Estratto del testo →
════════════════════
Ci perdiamo un buon quarto d'ora ad ammirare questi bastioni rocciosi poi ritorniamo sui nostri passi non prima di aver scattato qualche foto con una coppia di pinguini e dopo aver “salvato” Max da un crepaccio.. te l'avevo detto che c'erano i buchi!!!
Riprendiamo gli zaini e scendiamo ancora estasiati, sono ormai le quattro passate. La malga Alta, il ghiaione, altri camosci, la malga bassa, il bosco, la radura e un altro camoscio, il sentiero con sullo sfondo il lago di Molveno, la faggeta, la fontana, la forestale.. tutto passa veloce come un film.. poi Max esclama: “Cavolo ho dimenticato gli occhiali alla fontana, vado a prenderli”.

Silenzio. Passi nel bosco. Pssss. “Crack” qualcosa ha spezzato un albero.
Cuore a mille “Cavolo, non è giusto .. Max non c'è.. “
Silenzio. Ritorna Max. Silenzio.
Scediamo per una strada laterale, altri passi e poi nulla.
Solo un animale ha la forza di spezzare gli alberi così.

E così con l'ombra dell'orso alle calcagne rieccoci nuovamente all'auto.
Ho lasciato un altro pezzetto di cuore sul Brenta.



















giovedì 21 agosto 2014

Amarcord. 27/10/2009 Il cuore del Parco Naturale Adamello-Brenta: la val di Tovel

Risaliamo la val di Tovel, la giornata è tersa e il bosco è infuocato dai caldi colori autunnali.
Presso l'albergo Capriolo imbocchiamo la lunga strada sterrata che sale verso Malga Tuena, tutti i sensi sono in allarme, siamo nei boschi preferiti dal Re.
════════════════════
Consegna A → Ridimensiona i record dalla riga che contiene "Annotation spec v2.4 — Object: chair" fino alla riga che contiene "xmin=82 ymin=180 xmax=112 ymax=220", compresa, ripetendo tutte le righe senza ometterne alcuna. Moltiplica per 0,75 solo le coordinate dei riquadri di risposta, arrotondando all'intero con le metà per eccesso.

[Righe di dati di annotazione con riquadri]
════════════════════
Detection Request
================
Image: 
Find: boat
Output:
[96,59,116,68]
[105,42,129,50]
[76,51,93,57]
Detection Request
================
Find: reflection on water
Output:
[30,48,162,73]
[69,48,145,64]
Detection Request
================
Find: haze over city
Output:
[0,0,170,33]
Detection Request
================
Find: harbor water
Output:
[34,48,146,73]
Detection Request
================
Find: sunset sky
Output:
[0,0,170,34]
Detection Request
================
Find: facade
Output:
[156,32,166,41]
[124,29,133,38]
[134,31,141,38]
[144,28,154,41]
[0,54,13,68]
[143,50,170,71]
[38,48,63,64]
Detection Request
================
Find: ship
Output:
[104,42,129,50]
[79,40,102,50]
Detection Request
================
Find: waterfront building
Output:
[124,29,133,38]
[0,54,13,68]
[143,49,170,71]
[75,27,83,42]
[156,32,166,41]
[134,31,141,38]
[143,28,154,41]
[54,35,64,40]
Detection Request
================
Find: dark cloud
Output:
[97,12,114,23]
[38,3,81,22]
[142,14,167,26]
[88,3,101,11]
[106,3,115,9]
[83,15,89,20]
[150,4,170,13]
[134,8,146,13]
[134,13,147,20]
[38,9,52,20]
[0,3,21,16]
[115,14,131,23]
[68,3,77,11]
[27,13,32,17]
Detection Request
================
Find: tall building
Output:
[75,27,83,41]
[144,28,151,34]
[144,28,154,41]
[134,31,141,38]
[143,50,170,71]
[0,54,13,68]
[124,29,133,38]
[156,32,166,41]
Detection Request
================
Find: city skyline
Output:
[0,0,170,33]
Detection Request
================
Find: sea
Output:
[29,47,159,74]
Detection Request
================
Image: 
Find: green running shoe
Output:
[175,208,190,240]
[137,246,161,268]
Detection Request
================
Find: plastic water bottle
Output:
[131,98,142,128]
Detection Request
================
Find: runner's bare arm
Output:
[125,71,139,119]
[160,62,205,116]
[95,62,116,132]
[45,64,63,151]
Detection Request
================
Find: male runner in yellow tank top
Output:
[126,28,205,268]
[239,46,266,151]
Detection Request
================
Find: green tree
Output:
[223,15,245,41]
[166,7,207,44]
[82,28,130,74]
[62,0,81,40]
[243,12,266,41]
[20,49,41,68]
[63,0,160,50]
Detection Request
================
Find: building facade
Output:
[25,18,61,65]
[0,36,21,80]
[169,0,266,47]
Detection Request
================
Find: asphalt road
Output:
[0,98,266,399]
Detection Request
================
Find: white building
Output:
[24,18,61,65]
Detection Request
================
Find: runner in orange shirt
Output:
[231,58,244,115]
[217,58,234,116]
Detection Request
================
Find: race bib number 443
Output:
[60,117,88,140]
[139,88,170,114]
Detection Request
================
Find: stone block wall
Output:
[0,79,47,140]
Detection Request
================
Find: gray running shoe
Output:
════════════════════
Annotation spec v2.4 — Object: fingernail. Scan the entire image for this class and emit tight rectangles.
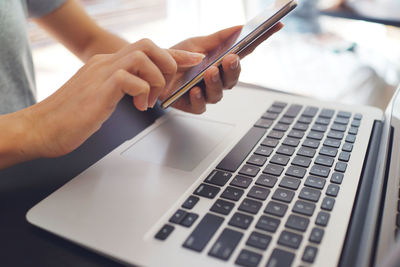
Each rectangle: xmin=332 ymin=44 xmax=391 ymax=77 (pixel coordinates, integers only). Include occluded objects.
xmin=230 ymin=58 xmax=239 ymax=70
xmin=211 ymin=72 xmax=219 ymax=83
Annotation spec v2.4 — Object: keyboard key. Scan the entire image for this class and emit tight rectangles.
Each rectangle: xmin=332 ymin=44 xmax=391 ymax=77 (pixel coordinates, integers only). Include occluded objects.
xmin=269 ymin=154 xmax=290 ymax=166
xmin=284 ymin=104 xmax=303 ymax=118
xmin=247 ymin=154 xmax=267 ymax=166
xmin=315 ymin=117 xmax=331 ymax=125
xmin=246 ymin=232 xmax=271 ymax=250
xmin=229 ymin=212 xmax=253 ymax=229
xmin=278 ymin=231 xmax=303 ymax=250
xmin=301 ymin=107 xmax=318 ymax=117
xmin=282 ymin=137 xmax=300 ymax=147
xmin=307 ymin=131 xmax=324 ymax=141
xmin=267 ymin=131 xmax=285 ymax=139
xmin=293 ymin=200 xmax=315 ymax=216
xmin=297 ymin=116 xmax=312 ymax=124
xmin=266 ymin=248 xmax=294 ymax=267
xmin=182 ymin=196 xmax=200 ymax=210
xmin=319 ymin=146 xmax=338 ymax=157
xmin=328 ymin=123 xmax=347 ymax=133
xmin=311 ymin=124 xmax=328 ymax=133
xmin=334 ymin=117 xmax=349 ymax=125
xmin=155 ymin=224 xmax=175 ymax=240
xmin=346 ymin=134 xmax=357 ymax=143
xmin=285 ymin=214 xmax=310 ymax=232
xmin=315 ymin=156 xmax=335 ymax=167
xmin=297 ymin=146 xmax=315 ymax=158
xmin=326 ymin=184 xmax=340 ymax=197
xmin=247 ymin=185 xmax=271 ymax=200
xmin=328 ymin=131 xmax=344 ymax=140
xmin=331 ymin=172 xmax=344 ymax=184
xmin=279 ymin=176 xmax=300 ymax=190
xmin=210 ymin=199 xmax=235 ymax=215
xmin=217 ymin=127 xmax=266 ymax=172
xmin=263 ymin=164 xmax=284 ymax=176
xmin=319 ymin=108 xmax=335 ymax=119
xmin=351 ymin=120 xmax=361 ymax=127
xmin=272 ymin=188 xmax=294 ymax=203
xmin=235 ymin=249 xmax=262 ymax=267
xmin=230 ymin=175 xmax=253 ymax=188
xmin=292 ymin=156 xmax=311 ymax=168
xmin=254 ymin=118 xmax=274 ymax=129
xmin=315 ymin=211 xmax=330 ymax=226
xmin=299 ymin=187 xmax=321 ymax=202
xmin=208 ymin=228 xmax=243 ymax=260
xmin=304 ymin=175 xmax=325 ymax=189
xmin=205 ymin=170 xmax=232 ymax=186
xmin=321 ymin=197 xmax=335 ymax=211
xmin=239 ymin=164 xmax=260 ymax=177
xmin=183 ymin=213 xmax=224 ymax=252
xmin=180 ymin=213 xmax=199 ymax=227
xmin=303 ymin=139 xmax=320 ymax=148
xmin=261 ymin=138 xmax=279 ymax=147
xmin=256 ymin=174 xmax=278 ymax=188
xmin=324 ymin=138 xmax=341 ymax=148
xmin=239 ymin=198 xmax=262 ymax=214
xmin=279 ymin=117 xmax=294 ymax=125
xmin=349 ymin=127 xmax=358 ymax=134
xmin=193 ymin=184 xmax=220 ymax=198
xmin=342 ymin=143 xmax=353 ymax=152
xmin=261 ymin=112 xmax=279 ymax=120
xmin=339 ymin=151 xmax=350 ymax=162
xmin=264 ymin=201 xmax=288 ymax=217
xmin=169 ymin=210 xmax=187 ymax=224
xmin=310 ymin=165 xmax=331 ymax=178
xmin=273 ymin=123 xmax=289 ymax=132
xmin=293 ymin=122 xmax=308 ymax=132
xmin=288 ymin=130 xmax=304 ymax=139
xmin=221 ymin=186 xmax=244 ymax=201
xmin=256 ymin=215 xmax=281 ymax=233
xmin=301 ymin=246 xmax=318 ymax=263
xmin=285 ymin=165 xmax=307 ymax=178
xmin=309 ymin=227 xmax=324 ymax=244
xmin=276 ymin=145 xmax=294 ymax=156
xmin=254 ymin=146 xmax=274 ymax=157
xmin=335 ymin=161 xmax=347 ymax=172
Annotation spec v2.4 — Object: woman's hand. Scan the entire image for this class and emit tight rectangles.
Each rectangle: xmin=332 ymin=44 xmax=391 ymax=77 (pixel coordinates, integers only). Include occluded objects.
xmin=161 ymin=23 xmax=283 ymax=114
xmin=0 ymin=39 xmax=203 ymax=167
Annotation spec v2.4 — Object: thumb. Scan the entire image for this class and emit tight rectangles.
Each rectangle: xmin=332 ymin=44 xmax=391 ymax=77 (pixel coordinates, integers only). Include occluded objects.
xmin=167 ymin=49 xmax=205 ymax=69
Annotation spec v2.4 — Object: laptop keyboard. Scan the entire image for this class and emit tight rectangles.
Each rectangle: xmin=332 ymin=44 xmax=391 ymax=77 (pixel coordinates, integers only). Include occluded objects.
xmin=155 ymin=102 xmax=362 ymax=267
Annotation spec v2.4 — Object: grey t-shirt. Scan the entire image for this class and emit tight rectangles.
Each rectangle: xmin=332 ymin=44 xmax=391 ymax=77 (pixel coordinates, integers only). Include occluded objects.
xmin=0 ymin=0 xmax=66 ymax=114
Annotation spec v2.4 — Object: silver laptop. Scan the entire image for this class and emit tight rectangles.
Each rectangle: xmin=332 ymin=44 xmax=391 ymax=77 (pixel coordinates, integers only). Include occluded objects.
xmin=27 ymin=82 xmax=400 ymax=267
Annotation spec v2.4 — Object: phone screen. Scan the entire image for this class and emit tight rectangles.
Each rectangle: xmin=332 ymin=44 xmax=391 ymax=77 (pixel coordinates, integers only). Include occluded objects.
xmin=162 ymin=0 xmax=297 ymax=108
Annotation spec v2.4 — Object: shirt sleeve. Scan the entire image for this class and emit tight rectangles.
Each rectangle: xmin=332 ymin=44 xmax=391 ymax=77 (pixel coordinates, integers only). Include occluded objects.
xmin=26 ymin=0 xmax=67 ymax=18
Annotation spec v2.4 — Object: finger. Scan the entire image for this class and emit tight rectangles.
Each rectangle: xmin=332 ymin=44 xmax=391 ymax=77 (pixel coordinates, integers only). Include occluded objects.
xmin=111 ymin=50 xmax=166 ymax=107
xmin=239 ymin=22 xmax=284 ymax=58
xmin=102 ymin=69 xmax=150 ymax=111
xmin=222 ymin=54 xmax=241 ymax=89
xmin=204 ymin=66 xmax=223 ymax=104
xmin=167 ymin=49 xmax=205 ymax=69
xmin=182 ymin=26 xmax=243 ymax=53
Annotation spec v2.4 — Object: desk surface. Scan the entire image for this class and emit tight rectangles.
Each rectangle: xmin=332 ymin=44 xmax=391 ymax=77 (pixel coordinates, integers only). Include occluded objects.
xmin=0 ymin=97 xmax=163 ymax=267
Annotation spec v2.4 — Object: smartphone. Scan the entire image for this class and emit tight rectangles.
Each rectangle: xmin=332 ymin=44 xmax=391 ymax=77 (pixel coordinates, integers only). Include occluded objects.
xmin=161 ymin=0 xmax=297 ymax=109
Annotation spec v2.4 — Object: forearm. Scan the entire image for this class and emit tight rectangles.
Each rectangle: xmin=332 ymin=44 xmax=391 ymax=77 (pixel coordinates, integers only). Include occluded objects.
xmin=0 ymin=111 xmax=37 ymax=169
════════════════════
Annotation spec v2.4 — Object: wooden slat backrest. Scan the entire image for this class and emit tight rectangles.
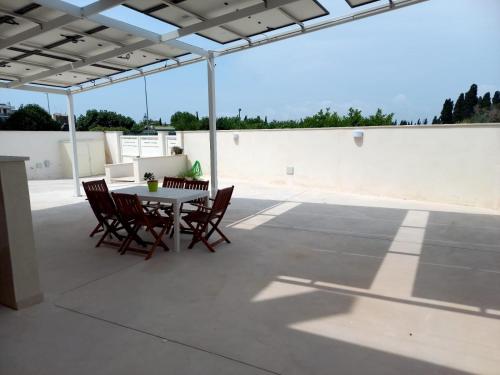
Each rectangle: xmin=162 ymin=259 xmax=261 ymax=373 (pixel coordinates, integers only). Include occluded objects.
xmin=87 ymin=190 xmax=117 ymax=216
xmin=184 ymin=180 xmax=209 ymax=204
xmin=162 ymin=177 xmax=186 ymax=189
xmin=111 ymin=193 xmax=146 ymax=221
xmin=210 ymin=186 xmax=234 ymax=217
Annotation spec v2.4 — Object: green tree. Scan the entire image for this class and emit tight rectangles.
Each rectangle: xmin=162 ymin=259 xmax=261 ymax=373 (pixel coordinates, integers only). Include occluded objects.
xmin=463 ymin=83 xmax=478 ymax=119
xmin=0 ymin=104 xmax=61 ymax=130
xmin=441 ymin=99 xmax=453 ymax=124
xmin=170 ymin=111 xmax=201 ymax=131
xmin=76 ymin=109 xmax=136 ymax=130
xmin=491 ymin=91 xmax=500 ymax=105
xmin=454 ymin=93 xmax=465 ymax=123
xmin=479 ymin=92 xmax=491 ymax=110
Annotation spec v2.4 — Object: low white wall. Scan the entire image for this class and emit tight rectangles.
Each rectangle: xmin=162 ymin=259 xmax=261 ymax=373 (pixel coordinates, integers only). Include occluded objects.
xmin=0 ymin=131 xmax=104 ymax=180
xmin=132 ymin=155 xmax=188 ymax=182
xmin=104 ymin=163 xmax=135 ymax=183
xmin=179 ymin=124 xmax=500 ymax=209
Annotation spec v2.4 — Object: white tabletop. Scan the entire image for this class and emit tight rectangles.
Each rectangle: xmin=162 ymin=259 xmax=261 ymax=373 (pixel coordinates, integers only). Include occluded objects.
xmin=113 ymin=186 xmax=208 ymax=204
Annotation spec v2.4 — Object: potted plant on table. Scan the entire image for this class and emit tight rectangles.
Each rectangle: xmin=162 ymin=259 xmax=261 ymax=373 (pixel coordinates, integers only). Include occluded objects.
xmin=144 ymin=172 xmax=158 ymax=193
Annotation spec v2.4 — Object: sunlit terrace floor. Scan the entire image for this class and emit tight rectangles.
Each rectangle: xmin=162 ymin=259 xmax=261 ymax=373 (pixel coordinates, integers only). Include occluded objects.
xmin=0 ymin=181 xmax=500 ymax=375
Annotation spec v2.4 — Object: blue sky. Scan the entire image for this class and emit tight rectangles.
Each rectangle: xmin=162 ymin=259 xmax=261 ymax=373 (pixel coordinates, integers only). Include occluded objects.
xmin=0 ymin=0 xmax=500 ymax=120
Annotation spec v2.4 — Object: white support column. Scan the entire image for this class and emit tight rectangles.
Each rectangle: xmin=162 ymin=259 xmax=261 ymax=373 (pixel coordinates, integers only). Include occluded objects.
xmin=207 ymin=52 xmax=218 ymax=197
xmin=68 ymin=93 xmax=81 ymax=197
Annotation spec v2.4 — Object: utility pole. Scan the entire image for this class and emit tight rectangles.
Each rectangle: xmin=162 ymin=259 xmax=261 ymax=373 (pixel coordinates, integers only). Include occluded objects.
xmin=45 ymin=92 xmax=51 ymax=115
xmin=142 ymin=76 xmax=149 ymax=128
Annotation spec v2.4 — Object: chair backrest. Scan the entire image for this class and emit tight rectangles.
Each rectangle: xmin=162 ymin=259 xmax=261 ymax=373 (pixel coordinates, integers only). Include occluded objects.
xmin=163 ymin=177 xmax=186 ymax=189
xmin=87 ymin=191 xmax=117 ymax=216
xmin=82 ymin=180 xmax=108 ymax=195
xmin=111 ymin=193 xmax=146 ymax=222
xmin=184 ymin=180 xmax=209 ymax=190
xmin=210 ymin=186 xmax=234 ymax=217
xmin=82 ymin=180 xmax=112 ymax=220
════════════════════
Consegna B → Elenca, nell'ordine in cui compaiono, tutte le parole o frasi che il racconto dell'escursione nel Brenta riporta tra virgolette.

Risposta svolta A →
Annotation spec v2.4 — Object: chair backrest. Scan the entire image for this class and emit tight rectangles.
Each rectangle: xmin=162 ymin=259 xmax=261 ymax=373 (pixel coordinates, integers only). Include occluded objects.
xmin=122 ymin=133 xmax=140 ymax=142
xmin=65 ymin=143 xmax=88 ymax=162
xmin=62 ymin=135 xmax=81 ymax=146
xmin=83 ymin=145 xmax=110 ymax=167
xmin=138 ymin=135 xmax=157 ymax=143
xmin=158 ymin=140 xmax=176 ymax=163
xmin=62 ymin=135 xmax=84 ymax=165

Risposta svolta B →
1. salvato
2. Cavolo ho dimenticato gli occhiali alla fontana, vado a prenderli
3. Crack
4. Cavolo, non è giusto .. Max non c'è..